* [The data]:
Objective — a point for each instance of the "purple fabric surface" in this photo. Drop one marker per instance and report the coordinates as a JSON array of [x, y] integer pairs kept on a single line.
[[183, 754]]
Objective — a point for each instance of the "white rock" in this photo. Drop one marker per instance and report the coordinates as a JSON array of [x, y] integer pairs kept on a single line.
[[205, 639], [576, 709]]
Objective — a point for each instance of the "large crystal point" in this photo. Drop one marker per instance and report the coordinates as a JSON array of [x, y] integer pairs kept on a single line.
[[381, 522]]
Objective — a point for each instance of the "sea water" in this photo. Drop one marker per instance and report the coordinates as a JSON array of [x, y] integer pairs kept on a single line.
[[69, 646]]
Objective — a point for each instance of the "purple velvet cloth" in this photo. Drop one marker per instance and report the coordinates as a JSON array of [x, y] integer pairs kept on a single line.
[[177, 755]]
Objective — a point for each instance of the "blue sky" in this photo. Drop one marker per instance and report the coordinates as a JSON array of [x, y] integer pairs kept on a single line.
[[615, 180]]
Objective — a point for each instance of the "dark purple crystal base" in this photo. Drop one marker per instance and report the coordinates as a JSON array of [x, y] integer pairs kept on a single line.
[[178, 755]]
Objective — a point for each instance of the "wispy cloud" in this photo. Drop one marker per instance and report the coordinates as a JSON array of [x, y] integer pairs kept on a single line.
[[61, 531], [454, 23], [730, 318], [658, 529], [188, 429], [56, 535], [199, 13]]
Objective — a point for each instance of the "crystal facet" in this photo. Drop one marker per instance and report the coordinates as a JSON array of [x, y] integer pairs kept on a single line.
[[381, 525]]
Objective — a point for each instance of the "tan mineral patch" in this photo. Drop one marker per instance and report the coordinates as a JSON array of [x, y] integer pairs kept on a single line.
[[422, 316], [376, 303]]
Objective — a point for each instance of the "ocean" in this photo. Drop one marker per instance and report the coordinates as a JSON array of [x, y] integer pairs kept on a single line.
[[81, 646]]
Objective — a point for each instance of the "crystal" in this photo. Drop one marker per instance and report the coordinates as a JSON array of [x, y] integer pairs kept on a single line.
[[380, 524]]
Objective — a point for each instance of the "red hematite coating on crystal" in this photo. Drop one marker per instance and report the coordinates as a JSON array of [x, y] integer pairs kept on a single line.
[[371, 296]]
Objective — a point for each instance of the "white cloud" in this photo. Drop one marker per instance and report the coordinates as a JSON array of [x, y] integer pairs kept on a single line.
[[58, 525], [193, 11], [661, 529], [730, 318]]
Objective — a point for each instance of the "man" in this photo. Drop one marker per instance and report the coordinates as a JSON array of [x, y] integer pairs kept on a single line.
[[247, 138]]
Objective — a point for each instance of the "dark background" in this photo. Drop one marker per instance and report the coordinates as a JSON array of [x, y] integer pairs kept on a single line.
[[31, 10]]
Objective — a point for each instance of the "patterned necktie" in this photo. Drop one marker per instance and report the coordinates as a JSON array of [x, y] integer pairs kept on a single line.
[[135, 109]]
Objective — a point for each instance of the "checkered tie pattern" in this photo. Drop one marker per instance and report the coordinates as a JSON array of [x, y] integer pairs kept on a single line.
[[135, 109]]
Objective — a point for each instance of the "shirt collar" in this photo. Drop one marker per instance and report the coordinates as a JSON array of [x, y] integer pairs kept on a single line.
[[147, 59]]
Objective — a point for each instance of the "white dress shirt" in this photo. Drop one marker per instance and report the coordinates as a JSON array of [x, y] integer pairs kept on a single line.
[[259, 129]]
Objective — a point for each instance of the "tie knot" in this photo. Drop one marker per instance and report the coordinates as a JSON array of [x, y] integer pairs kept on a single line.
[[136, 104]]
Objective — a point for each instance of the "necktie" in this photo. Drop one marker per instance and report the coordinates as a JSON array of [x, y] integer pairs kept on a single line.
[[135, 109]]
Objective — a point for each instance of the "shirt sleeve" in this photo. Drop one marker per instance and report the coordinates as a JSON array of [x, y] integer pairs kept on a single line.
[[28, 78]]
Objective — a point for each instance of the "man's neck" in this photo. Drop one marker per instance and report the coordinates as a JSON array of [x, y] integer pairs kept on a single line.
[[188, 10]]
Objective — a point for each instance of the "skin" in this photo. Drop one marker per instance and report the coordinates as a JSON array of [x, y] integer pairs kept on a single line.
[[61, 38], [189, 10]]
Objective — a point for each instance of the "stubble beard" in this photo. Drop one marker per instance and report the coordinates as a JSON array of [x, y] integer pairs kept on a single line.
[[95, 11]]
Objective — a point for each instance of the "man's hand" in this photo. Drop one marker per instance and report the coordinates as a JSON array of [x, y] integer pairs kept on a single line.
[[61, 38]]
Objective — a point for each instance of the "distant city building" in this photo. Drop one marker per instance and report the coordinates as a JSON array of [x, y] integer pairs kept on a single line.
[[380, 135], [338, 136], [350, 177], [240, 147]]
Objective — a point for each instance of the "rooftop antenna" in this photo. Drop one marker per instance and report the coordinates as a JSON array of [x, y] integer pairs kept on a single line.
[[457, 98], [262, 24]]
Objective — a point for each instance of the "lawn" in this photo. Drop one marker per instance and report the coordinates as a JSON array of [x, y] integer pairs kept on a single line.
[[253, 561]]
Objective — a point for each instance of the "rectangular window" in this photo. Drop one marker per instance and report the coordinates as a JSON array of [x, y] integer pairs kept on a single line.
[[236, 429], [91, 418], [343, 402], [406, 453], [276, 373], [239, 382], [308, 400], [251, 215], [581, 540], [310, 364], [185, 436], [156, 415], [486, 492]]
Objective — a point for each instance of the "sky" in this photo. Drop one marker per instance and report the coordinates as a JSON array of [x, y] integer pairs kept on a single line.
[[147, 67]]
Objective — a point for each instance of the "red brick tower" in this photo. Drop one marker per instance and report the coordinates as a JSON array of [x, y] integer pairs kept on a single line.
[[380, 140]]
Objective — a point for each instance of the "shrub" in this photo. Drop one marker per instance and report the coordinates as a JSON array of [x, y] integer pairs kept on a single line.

* [Given instruction]: Rescale the lines above, starting with the first line and going on through the line containing "[[178, 755]]", reproducing every request along with its answer. In the answers only, multiply each point coordinate by 0.85 and round it to a whole number, rounding halves up.

* [Response for this exercise]:
Objective — a point for each instance of the "purple fabric surface" in this photo. Drop one marker per instance and report the coordinates as a JSON array of [x, y] integer pairs kept on a single line.
[[156, 641]]
Objective — a point for each instance of the "white rock" in this photo. Drop one marker per instance and report the coordinates as a JSON array of [x, y] integer pairs kept on a single line.
[[174, 543], [490, 603]]
Objective — a point for each instance of the "large crystal point" in this photo. Drop one marker per instance and report the coordinates as a JSON array of [x, y] integer pairs kept on a single line.
[[324, 444]]
Objective — a point for each instance of the "sea water" in this photo. Drop one marker per instance and report the coordinates as a JSON array of [x, y] integer pairs kept on a single line.
[[59, 549]]
Objective — a point for each instance of the "purple velvet cloth" in this photo. Drop one marker per instance and report the coordinates as a JSON array of [x, y] integer pairs kept on a single line.
[[150, 642]]
Objective — a point for each instance of the "blue sky" in this photo. Drop one marker per instance and report the coordinates as a JSON array of [x, y] integer pairs kept on a single line.
[[523, 153]]
Objective — a point for each instance of the "dark purple crystal base" in this photo. Drop one marker per instance and report the coordinates as a JSON array of [x, y] integer pairs kept on a single line.
[[151, 642]]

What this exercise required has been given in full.